## [SOURCE PASSAGE]
###
= Simon Fieldhouse =

Australian artist

Simon Fieldhouse (born 25 March 1956) is an artist based in Sydney, Australia. He was educated at Newington College (1963), Barker College, Geelong Grammar School and The University of Sydney where he obtained a Bachelor of Arts.

He studied law and practiced briefly as a solicitor, ceasing in 1988.

He was illustrator of Portraits on Yellow Paper with text by former Supreme Court of New South Wales judge Roddy Meagher. This was Meagher's satirical descriptions of friends and colleagues, including Edmund Capon, Ross Edwards, John Howard, Margaret Olley and Laurence Street. In his review, Michael Kirby praised in particular Fieldhouse's portraits of Patricia Bergin of the Supreme Court of New South Wales, Dame Leonie Kramer and Cardinal George Pell, while Christopher Pearson singled out those of Penny Meagher and John Lehane.
###
## [THE PROBLEM]
Return, word for word, the part of the Simon Fieldhouse text that opens with "He studied law" and closes with "and John Lehane.".

## [PROVIDED INFORMATION]
###
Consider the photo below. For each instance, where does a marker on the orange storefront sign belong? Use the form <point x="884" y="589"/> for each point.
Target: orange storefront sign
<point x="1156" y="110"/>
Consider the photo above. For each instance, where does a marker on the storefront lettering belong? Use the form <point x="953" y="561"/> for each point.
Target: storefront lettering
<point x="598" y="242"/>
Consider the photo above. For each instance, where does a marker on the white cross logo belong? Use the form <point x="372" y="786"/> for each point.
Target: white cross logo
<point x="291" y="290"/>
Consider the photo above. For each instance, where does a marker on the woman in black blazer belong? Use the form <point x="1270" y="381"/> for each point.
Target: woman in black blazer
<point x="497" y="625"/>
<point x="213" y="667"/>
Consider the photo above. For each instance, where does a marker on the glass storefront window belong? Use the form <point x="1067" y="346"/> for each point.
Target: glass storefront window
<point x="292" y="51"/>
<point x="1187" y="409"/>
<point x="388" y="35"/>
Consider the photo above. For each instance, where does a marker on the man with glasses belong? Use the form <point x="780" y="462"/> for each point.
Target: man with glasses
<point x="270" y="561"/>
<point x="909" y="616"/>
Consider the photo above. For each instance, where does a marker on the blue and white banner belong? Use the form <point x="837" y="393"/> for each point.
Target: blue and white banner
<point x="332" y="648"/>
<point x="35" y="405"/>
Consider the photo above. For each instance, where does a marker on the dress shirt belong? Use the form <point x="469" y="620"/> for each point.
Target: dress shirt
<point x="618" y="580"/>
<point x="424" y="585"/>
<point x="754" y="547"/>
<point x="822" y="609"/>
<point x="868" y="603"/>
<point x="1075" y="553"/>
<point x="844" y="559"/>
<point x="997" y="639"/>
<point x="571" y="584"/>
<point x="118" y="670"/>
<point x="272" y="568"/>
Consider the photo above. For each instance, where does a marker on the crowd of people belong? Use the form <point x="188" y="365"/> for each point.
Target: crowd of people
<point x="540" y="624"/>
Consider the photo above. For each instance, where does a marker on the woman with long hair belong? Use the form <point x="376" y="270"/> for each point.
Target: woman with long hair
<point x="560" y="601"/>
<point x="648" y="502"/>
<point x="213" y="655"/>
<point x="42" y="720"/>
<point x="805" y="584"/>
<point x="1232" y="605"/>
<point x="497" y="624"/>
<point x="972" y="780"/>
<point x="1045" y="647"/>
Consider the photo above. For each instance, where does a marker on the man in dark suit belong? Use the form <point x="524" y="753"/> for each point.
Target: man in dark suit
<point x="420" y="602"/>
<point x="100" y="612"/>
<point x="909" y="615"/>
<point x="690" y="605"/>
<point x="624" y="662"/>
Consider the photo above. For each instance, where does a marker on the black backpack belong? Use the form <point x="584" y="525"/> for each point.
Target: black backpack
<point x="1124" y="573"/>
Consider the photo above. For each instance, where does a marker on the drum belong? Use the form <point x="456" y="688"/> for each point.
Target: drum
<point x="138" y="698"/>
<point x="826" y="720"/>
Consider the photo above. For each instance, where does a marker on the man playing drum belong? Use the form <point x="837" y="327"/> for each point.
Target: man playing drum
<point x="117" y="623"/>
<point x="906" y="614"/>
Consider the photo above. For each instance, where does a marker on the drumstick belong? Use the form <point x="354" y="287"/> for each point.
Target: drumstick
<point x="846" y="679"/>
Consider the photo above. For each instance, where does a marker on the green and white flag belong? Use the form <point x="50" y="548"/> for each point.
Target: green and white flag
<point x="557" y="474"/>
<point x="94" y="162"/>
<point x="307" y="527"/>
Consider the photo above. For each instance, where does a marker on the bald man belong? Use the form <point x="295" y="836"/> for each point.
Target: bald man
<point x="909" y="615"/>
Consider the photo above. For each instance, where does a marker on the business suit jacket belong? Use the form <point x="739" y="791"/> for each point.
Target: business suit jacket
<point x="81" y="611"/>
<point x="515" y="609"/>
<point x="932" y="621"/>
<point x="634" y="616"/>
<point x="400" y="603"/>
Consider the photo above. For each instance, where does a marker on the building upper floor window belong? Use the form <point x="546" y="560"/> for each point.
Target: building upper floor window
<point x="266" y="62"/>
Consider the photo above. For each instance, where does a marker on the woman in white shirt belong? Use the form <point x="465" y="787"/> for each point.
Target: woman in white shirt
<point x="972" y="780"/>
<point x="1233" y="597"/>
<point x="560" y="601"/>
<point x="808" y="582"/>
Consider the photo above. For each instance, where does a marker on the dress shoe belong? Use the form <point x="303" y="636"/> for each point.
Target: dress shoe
###
## [FINAL ANSWER]
He studied law and practiced briefly as a solicitor, ceasing in 1988.

He was illustrator of Portraits on Yellow Paper with text by former Supreme Court of New South Wales judge Roddy Meagher. This was Meagher's satirical descriptions of friends and colleagues, including Edmund Capon, Ross Edwards, John Howard, Margaret Olley and Laurence Street. In his review, Michael Kirby praised in particular Fieldhouse's portraits of Patricia Bergin of the Supreme Court of New South Wales, Dame Leonie Kramer and Cardinal George Pell, while Christopher Pearson singled out those of Penny Meagher and John Lehane.